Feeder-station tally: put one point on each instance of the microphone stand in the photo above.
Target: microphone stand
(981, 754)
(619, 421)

...

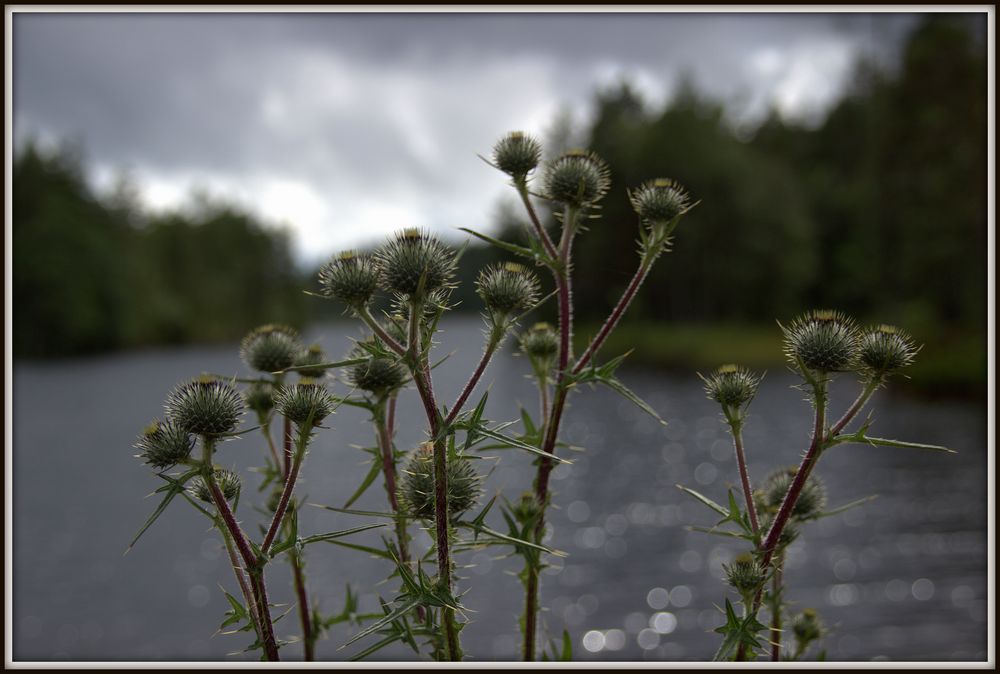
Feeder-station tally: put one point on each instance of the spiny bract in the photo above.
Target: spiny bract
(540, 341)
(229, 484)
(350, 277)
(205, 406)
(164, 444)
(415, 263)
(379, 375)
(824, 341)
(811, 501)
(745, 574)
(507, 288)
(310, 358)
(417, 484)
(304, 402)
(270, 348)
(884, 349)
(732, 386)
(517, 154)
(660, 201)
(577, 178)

TASK STATEMENT: Show each line of the material that includes the string "Feeder" by copying it.

TASK OUTPUT:
Feeder-station tally: put one point on each instance of the microphone stand in the photo above.
Feeder-station tally: put one point on each instance of the spiny bract in the photo above.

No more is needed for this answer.